Work task. Set down verbatim the lines running from the start of the data entries through the line containing "248L117 186L81 184L48", inclusive, and omit the pictures from the output.

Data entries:
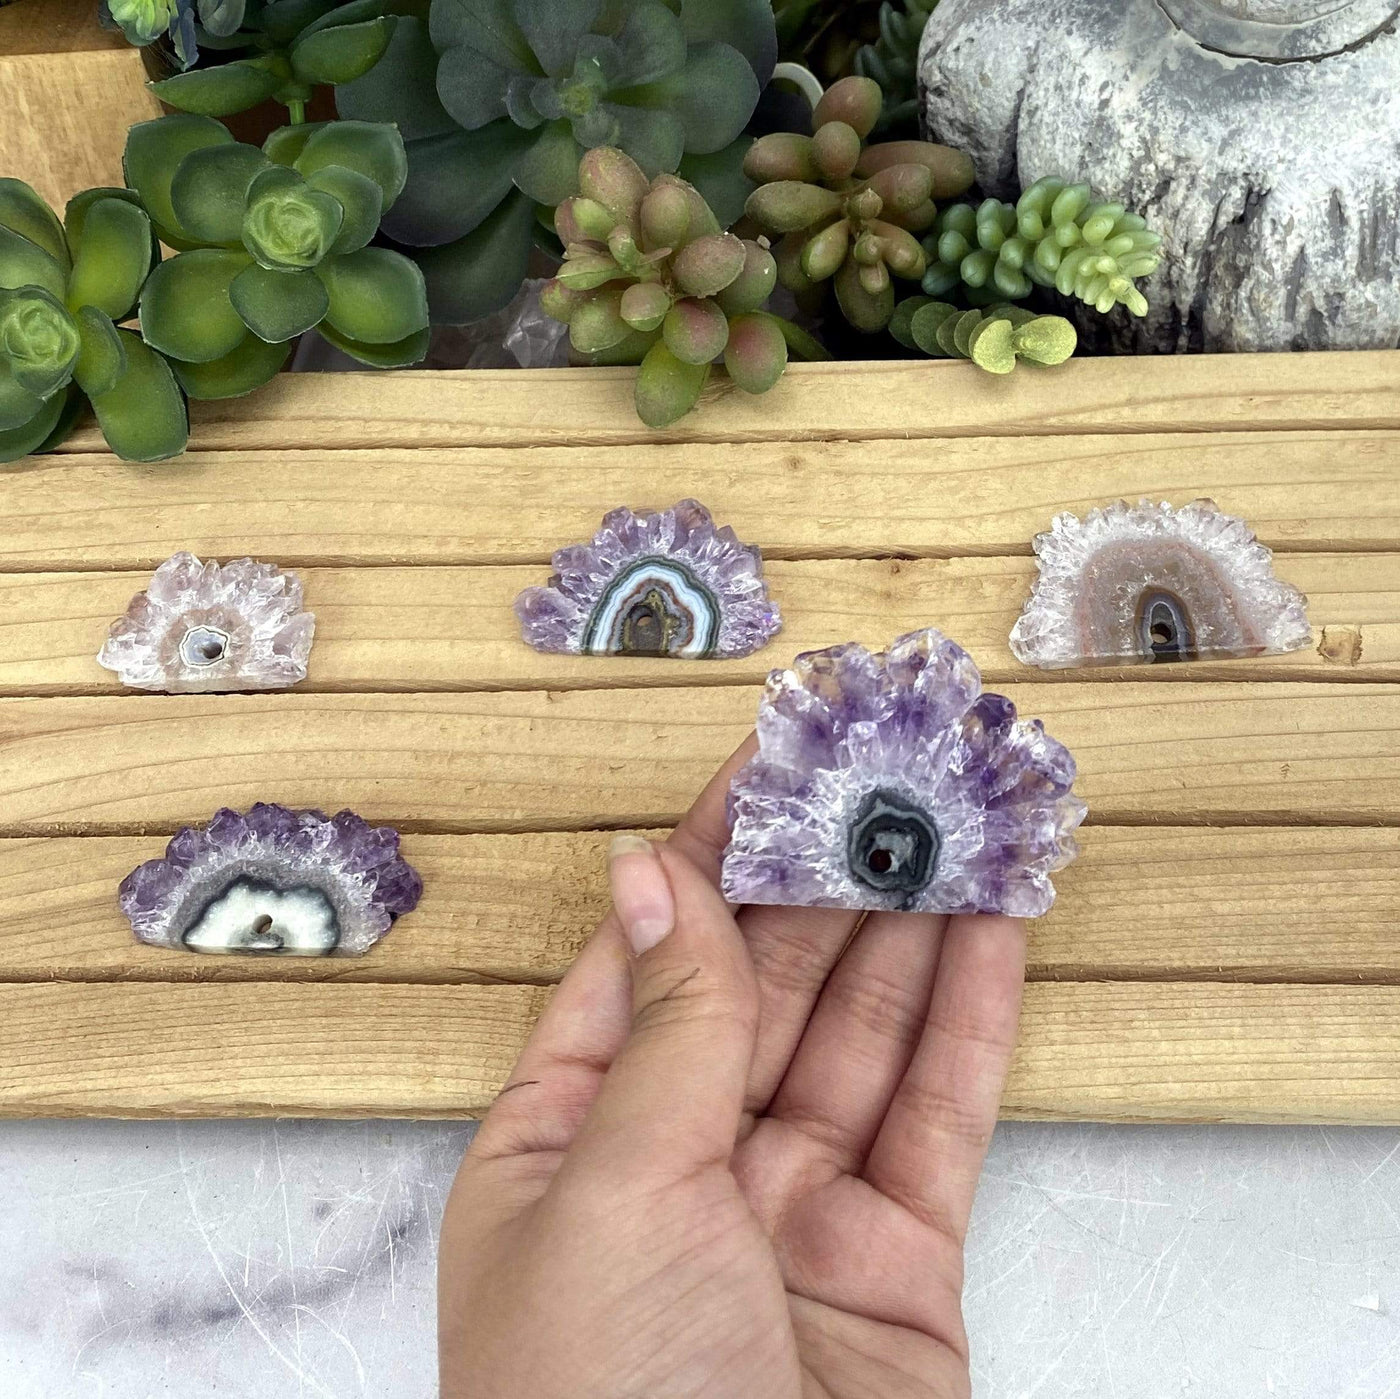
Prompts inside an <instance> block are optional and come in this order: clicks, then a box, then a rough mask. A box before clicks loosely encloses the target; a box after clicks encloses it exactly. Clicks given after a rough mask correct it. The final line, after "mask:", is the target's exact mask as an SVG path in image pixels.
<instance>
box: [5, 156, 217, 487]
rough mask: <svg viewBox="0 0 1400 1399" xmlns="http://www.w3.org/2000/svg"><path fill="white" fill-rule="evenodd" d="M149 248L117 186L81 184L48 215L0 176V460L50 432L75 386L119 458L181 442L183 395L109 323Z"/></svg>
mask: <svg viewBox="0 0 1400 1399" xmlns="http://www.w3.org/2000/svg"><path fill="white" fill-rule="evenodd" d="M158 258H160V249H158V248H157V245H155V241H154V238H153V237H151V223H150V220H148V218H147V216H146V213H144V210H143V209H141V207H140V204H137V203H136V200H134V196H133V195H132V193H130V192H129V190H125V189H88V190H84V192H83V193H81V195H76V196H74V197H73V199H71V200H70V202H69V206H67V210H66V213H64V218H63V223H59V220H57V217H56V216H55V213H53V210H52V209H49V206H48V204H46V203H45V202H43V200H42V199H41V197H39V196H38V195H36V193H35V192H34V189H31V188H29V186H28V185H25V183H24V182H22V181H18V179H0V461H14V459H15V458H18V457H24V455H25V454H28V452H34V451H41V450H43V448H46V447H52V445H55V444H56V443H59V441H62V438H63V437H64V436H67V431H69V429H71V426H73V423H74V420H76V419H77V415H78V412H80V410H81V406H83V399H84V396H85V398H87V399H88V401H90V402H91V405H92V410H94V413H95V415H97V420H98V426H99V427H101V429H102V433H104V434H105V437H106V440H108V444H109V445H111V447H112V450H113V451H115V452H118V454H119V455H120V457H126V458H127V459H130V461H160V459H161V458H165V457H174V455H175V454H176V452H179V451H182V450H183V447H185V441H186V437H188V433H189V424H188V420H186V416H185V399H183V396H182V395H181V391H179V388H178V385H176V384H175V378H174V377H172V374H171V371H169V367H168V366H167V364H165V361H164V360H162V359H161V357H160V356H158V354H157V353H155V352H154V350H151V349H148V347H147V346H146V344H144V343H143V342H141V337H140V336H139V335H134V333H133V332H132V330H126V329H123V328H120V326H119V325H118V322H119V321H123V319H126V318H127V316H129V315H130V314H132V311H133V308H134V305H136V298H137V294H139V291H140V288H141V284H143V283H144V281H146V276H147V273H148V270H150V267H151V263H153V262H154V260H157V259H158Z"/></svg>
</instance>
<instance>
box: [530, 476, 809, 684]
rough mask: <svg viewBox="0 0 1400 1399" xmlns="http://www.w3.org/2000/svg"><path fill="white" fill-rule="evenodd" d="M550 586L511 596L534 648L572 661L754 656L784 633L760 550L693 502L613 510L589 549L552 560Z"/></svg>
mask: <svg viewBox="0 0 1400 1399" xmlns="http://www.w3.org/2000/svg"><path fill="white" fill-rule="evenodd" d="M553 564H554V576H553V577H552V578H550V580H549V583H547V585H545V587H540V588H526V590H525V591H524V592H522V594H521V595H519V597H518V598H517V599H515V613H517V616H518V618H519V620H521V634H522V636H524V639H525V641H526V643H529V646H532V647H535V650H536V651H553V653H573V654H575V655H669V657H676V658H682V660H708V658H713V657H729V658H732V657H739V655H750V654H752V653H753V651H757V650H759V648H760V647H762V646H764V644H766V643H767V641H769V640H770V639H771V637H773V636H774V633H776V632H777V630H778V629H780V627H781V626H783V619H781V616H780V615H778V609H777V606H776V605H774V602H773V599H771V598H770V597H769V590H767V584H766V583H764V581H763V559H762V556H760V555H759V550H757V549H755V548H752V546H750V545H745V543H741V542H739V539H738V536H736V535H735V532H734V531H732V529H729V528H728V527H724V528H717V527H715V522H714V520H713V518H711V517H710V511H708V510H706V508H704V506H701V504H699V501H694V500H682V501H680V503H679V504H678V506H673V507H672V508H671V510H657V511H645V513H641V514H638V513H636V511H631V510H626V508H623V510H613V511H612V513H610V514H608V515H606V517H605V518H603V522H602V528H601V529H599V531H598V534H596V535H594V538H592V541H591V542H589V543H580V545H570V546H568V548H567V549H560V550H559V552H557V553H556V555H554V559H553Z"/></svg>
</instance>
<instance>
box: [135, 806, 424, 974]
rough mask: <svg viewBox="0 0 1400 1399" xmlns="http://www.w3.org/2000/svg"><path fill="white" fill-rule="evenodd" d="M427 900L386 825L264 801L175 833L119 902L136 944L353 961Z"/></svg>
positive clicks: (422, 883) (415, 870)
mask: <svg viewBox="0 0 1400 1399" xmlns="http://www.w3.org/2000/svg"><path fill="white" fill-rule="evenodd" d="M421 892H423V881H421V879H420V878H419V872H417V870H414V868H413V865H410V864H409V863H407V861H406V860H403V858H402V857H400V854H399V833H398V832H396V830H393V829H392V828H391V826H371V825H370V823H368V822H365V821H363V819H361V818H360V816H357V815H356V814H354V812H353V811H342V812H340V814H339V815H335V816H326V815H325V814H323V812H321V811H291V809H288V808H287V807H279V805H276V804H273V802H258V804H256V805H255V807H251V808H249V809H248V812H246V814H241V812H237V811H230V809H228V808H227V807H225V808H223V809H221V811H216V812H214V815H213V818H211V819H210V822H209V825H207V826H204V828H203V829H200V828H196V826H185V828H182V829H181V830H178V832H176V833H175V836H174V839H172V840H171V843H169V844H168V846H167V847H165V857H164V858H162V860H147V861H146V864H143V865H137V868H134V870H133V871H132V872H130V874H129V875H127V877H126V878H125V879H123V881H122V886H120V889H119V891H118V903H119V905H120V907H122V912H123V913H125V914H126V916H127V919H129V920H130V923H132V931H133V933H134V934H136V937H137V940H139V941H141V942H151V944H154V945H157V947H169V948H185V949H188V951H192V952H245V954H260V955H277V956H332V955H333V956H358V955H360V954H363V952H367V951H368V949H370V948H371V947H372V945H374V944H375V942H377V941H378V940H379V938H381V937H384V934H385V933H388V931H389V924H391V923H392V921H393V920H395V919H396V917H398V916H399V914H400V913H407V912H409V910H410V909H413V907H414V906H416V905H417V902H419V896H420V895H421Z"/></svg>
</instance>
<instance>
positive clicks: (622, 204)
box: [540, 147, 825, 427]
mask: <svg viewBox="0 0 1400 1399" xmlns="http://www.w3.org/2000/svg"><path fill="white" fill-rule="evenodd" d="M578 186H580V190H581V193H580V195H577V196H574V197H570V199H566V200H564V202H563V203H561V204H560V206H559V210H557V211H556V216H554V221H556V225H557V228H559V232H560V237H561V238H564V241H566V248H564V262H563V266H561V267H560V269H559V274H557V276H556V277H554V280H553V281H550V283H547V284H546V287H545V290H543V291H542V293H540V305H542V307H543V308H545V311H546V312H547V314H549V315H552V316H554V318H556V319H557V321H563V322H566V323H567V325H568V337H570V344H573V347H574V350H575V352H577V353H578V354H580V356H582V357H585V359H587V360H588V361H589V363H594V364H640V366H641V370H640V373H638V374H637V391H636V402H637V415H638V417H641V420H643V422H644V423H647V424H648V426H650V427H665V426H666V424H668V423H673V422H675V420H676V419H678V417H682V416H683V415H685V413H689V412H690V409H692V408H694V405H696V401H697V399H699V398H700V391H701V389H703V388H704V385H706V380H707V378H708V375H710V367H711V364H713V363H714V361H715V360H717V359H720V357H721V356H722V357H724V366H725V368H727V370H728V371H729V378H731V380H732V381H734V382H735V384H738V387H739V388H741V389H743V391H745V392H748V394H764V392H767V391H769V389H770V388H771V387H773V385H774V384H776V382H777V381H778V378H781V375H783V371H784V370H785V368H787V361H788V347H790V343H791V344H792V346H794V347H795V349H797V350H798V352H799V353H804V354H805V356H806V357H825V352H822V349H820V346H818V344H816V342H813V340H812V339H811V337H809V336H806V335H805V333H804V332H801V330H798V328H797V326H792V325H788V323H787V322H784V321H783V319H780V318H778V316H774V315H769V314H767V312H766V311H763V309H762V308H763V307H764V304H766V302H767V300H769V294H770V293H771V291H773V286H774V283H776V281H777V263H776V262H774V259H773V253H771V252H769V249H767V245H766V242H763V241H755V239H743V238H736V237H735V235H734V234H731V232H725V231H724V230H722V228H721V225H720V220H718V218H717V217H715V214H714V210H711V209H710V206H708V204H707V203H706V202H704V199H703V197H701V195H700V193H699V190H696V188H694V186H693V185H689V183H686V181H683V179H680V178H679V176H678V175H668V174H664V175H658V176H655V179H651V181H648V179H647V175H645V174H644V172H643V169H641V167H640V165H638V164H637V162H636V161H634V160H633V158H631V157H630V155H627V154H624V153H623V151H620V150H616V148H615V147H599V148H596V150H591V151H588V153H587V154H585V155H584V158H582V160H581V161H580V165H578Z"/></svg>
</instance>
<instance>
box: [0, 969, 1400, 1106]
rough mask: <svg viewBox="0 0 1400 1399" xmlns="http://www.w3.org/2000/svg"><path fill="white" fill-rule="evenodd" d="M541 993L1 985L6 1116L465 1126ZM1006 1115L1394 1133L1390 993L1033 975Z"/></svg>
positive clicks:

Response to this task.
Prompts inside an <instance> block are optional and come in this order: clicks, then a box, then a rough mask. A box before clicks loosely encloses the target; a box after clicks encloses it exactly. Clicks given after a rough mask correct it. The final line, after "mask:", is the target's exact mask as an SVG path in image pixels.
<instance>
box: [5, 156, 217, 487]
rough mask: <svg viewBox="0 0 1400 1399" xmlns="http://www.w3.org/2000/svg"><path fill="white" fill-rule="evenodd" d="M149 248L117 186L81 184L48 215L0 176V460L50 432L75 386L119 458L181 442L183 395L109 323Z"/></svg>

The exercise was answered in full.